Noch drastischer hatte sich allerdings Polens kommender Präsident Karol Nawrocki geäußert. Der 42-Jährige, der bei seiner Kandidatur von der rechtsnationalen PiS-Partei unterstützt wurde, vermittelte im Wahlkampf den Eindruck, dass die deutsche Regierung mit ihren Rückführungen dafür sorgen werde, dass zahlreiche kriminelle Migranten nach Polen kommen werden. Der gelernte Historiker orientierte sich dabei eher an der Migrationspolitik von US-Präsident Donald Trump, den Nawrocki auch im Wahlkampf besucht hatte.

Um seine Linie zu verdeutlichen, war Nawrocki unter anderem im Februar an den Grenzort Słubice gereist: Dort machte er aufmerksam auf ein neues deutsches Rückführungszentrum, das unweit des Ortes in Eisenhüttenstadt errichtet worden war: "In Kürze werden illegale Migranten die polnische Grenze überschreiten und polnische Frauen und Männer sowie unsere Kinder gefährden", warnte Nawrocki in einem Video auf der Plattform X.

Doch auch wenn sich beide Kandidaten in der Migrationsfrage größtenteils in ihrer Wortwahl unterscheiden, spricht vieles dafür, dass Nawrocki mit seinen Botschaften auf die Wähler glaubhafter wirkte. Die rechtsnationale PiS gilt traditionell als Kritiker der Europäischen Union und Deutschland. Die Partei, die noch immer vom ehemaligen Ministerpräsidenten Jarosław Kaczyński angeführt wird, wirft etwa der Bundesregierung regelmäßig vor, Deutschland sei die dominierende Kraft innerhalb Europas.

"Kein Nebenerwerbsbetrieb"

EXTRAHIERTE ANGABEN:
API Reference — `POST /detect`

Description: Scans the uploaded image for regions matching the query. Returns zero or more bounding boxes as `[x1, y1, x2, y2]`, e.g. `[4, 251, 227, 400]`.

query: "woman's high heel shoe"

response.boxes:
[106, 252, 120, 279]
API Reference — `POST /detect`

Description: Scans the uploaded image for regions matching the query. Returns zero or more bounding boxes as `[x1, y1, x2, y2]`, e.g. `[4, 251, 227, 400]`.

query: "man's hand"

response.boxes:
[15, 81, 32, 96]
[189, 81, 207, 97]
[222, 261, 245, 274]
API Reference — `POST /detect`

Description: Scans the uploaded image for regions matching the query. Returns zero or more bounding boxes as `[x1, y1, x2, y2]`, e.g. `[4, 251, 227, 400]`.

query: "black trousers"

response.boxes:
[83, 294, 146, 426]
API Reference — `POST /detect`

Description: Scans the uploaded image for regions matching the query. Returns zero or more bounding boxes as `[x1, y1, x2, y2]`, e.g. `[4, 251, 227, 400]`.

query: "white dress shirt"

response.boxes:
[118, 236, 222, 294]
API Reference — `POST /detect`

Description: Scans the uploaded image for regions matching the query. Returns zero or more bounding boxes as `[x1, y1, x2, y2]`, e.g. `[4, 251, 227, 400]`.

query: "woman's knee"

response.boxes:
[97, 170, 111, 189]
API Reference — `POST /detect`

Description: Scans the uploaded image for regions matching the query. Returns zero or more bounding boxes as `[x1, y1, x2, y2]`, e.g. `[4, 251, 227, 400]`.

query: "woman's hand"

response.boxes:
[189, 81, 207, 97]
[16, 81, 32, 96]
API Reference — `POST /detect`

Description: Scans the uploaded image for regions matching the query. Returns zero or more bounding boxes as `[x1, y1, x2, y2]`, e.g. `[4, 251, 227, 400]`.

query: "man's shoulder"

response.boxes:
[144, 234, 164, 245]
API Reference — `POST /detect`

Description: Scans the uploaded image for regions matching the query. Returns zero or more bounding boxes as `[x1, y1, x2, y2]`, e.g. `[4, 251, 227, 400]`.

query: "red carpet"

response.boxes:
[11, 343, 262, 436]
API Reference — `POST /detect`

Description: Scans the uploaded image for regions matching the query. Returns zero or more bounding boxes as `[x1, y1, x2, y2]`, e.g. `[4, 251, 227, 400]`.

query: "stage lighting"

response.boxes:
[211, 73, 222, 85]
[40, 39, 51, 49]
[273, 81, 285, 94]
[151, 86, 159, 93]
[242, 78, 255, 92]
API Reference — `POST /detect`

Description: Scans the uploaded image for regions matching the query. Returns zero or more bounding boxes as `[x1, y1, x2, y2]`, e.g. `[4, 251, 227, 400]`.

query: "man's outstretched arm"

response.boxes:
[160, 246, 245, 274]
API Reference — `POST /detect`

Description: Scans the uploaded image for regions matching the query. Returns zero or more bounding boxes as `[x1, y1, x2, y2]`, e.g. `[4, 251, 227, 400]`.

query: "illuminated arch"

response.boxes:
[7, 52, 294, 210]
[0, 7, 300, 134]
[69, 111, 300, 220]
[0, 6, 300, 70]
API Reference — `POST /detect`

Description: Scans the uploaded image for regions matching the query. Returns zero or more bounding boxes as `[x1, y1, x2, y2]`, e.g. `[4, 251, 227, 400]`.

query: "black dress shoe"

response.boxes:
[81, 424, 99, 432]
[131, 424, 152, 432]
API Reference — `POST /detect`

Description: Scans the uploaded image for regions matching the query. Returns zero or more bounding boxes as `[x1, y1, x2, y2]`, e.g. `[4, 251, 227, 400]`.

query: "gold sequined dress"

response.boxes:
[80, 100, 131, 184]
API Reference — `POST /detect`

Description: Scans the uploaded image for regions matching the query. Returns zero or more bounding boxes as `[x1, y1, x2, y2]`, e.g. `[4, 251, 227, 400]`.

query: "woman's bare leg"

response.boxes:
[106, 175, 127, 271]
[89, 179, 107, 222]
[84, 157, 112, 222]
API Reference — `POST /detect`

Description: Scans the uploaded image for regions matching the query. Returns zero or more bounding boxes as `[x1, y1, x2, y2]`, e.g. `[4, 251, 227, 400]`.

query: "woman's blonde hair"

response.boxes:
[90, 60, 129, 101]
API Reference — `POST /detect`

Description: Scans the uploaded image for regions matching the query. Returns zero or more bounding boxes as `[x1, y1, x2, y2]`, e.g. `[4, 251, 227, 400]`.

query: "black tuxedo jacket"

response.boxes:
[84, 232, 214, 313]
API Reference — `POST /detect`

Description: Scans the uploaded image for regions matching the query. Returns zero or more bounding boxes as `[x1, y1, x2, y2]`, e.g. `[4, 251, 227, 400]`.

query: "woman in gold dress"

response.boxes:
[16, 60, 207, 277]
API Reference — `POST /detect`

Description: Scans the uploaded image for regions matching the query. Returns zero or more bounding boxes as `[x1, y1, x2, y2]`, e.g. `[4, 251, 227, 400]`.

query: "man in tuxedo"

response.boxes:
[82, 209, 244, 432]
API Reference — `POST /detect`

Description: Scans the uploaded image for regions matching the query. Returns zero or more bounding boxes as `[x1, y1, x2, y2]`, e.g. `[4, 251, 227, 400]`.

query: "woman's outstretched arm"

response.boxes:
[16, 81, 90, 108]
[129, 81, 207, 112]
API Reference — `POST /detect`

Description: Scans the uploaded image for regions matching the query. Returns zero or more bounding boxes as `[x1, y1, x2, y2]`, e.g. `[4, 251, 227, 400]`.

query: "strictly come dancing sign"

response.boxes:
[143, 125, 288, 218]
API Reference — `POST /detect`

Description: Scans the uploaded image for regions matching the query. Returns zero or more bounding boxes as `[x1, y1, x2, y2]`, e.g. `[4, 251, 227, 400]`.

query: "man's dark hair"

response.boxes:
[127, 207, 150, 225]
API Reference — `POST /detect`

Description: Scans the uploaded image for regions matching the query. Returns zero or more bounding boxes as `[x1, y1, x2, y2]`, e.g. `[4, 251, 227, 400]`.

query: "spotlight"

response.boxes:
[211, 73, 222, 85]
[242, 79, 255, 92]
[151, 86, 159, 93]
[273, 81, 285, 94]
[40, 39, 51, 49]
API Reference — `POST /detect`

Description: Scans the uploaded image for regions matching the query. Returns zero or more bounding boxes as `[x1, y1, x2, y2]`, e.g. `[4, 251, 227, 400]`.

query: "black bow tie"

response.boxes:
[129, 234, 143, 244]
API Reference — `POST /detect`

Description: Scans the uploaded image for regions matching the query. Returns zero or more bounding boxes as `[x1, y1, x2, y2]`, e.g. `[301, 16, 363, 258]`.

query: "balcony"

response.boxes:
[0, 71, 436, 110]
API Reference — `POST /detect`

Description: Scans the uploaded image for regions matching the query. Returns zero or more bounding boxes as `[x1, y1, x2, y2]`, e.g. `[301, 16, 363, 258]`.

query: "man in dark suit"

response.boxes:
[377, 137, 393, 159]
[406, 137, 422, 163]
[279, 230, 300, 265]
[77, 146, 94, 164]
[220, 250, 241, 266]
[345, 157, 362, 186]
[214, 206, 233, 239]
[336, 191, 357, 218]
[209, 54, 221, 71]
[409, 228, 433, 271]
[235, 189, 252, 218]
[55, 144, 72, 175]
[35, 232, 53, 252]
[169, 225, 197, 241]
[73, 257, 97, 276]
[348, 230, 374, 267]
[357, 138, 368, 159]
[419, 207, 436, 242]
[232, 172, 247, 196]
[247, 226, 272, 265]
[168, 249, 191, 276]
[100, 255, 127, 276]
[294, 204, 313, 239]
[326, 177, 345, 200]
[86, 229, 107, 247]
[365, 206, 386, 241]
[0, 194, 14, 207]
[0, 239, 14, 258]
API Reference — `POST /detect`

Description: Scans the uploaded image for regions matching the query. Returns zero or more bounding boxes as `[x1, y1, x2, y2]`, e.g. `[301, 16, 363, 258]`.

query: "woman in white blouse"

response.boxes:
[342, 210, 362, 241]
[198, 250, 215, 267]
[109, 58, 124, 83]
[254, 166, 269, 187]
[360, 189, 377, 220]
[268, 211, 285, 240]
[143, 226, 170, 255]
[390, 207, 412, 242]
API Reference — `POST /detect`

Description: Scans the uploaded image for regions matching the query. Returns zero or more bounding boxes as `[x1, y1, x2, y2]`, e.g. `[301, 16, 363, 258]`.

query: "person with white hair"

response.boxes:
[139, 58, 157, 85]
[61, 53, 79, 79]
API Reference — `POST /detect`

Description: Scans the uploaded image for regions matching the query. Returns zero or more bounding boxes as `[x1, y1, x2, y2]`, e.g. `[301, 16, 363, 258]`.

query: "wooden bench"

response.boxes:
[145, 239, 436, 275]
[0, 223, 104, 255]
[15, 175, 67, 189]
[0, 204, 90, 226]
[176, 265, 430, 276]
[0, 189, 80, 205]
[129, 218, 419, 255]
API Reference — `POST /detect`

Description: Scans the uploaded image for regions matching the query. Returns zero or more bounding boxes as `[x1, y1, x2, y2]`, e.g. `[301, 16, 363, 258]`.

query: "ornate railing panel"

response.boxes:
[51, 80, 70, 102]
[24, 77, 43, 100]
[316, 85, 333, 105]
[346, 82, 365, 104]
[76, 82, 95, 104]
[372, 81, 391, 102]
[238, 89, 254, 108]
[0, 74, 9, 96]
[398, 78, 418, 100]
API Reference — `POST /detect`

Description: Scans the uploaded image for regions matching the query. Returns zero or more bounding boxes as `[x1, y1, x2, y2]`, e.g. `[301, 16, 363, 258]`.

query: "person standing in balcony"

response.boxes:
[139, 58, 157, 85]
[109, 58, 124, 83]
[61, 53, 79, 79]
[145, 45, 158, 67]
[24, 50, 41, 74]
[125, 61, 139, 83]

ZU BEARBEITEN:
1. Gibst du den Auszug über Karol Nawrocki wörtlich aus, beginnend bei den Worten „Doch auch wenn“ und endend nach „Kraft innerhalb Europas.“?
2. Greifst du den Auszug über Karol Nawrocki dort auf, wo er aufhört, und schreibst ihn weiter?

LÖSUNGEN:
1.
Doch auch wenn sich beide Kandidaten in der Migrationsfrage größtenteils in ihrer Wortwahl unterscheiden, spricht vieles dafür, dass Nawrocki mit seinen Botschaften auf die Wähler glaubhafter wirkte. Die rechtsnationale PiS gilt traditionell als Kritiker der Europäischen Union und Deutschland. Die Partei, die noch immer vom ehemaligen Ministerpräsidenten Jarosław Kaczyński angeführt wird, wirft etwa der Bundesregierung regelmäßig vor, Deutschland sei die dominierende Kraft innerhalb Europas.

2.
Entsprechende Botschaften waren auch im Präsidentschaftswahlkampf zu hören: "Polen ist kein Nebenerwerbsbetrieb des deutschen Staates, sondern eine freie, souveräne und unabhängige Nation", ließ Nawrocki etwa seine Wähler wissen.

Ähnlich abwertend ist auch der Ton gegenüber Tusk und den Vertretern von dessen Partei: Der europafreundliche ehemalige EU-Ratspräsident setzt im Umgang mit Brüssel und Berlin eher auf Dialog statt auf Konfrontation. Deshalb wird er seit Jahren von der PiS und der Partei nahestehenden Medien als Marionette Deutschlands und der EU diffamiert. Nach dem Besuch von Merz in Warschau beschimpfte Nawrocki etwa Tusk als "Lakaien und Diener des deutschen Staates". Dabei hatte sich der Regierungschef deutlich gegen die Zurückweisungspläne des Bundeskanzlers gestellt.

Tusk hat aus der Wahlniederlage seines Parteikollegen Trzaskowski bereits Konsequenzen gezogen. Am Mittwoch kommender Woche wird der Ministerpräsident im polnischen Parlament die Vertrauensfrage stellen.